═════ Data for the task ═════

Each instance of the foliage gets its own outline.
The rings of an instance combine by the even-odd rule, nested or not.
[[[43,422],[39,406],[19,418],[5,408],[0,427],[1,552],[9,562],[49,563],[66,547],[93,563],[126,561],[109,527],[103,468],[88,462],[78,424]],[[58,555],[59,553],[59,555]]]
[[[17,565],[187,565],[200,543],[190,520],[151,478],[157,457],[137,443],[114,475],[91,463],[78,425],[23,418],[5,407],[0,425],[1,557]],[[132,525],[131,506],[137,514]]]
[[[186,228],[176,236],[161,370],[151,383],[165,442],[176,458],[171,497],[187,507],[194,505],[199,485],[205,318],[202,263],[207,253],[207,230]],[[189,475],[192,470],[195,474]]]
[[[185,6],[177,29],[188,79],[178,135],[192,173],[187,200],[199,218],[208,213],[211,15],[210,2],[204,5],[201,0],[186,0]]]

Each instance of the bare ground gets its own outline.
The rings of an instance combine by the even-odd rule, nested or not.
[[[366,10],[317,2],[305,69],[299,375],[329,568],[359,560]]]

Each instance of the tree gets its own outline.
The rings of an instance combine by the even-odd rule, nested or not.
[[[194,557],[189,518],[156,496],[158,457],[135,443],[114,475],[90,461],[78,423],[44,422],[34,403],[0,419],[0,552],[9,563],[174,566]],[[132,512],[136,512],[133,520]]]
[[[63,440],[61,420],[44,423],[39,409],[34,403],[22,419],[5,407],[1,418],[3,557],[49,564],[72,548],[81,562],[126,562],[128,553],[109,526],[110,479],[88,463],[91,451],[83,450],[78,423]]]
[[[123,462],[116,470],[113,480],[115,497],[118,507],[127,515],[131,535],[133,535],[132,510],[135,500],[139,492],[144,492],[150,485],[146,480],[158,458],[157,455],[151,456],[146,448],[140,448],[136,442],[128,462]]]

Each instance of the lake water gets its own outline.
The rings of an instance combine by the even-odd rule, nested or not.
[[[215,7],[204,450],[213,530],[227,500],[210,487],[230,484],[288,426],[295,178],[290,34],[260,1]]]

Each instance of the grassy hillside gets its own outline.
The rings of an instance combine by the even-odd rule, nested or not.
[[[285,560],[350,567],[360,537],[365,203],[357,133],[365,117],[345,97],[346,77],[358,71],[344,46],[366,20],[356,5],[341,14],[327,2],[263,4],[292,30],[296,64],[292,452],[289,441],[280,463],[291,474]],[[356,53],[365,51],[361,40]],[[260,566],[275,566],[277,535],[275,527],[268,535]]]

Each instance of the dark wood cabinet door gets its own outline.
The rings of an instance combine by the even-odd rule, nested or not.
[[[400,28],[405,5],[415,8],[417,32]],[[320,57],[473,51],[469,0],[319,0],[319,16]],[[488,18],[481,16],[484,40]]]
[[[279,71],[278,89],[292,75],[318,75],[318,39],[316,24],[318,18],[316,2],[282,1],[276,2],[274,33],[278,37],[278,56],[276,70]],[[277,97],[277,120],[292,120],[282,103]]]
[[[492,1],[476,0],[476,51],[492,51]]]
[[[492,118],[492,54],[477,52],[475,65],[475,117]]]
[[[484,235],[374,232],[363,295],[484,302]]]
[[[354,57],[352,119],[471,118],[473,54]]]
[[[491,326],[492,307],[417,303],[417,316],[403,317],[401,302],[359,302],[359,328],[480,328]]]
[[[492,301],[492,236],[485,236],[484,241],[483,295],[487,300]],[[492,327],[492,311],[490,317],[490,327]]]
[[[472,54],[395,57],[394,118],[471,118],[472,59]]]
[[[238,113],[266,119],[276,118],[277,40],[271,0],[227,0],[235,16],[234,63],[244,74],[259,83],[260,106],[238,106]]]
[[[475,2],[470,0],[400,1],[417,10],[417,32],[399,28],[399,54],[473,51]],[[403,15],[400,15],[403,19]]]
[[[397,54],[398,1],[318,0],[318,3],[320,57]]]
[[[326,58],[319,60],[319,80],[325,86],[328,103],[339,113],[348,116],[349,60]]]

═════

(Required task):
Please copy out the lines from the items word for word, beginning at the line that has "Each instance of the bare" and stopping after the line that has "[[[366,10],[317,2],[305,69],[299,375],[329,568],[359,560]]]".

(Solution below):
Each instance of the bare ground gets its own outline.
The rings of an instance combine by the even-odd rule, nested or not.
[[[366,10],[317,2],[305,69],[299,375],[329,568],[359,560]]]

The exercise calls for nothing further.